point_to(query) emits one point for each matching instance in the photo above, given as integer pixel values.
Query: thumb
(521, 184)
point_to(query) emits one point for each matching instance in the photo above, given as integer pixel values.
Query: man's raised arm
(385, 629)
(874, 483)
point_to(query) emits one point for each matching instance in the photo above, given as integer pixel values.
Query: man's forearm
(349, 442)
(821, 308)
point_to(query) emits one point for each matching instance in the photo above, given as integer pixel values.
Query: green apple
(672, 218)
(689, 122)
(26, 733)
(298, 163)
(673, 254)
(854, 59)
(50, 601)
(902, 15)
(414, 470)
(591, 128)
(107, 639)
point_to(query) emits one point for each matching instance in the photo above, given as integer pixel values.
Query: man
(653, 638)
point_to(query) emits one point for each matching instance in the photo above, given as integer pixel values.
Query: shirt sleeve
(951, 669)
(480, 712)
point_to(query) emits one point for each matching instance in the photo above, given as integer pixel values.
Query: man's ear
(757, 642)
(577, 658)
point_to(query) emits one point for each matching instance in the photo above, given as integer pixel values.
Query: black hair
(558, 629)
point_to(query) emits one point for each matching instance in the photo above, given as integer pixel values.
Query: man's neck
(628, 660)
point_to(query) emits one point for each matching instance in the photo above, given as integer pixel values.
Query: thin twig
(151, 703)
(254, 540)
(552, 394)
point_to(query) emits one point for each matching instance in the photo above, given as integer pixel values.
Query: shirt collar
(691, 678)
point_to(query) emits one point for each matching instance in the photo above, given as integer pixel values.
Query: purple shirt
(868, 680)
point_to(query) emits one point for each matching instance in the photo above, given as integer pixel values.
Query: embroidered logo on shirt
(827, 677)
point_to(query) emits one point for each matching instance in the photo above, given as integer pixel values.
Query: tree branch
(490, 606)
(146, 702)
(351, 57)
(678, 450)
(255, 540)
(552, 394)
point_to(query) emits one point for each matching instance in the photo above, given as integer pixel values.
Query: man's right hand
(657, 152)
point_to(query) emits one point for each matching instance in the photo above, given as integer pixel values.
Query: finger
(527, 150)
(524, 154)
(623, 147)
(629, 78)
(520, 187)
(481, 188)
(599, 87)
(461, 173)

☆ ☆ ☆ ☆ ☆

**What is needed**
Write out every record, exactly as written.

**Expected answer**
point_to(query) emits one point for each matching instance in the photo above, given as integer pixel values.
Query: thumb
(521, 184)
point_to(query) emits one point for each matching instance in the photo above, given as integer pixel values.
Query: man's raised arm
(385, 629)
(874, 483)
point_to(query) emits one point for each matching instance in the photo above, given as integer pixel values.
Query: man's forearm
(349, 442)
(821, 308)
point_to(query) emits one point for each matching instance in the photo above, given as integer pixel values.
Query: green apple
(672, 218)
(689, 122)
(26, 733)
(298, 163)
(673, 254)
(854, 59)
(50, 601)
(902, 15)
(414, 470)
(591, 128)
(107, 639)
point_to(query) emits one point for each matching instance in the photo above, given as integer pixel values.
Query: man
(653, 638)
point_to(query) emits one point for each matching instance in the photo above, given as integer pixel values.
Query: shirt sleeve
(951, 669)
(480, 712)
point_to(query) emits one point for each matching instance in the photo above, given as integer pixel values.
Query: man's ear
(757, 642)
(577, 658)
point_to(query) emits one point for each matching instance in the photo above, given as integer pixel values.
Query: black hair
(558, 629)
point_to(query) emits one point for each matching instance in the photo above, given as integer pixel values.
Query: man's neck
(628, 660)
point_to(query) emits one point for each matching instance in the photo above, given as integer pixel values.
Query: thin twig
(151, 703)
(254, 540)
(552, 394)
point_to(query) emits one point for each matching instance in the photo above, given as integer pixel values.
Query: shirt collar
(691, 678)
point_to(query) emits one point for each matching instance in the photo above, given as integer pixel values.
Query: purple shirt
(868, 680)
point_to(query) emits one point for each matching instance in the photo above, given as integer pixel values.
Query: embroidered logo on shirt
(827, 677)
point_to(query) emits one point for each matching instance in the photo above, given as integer pixel values.
Query: tree branch
(490, 606)
(146, 702)
(351, 57)
(678, 450)
(255, 540)
(552, 394)
point_to(query) emits one point for each matching instance in the photo above, given as integer pixel values.
Query: man's right hand
(657, 152)
point_to(query) emits one point for each matching instance in the photo above, given as integer pixel values.
Query: finger
(527, 150)
(524, 154)
(623, 147)
(629, 78)
(520, 187)
(481, 188)
(599, 87)
(461, 173)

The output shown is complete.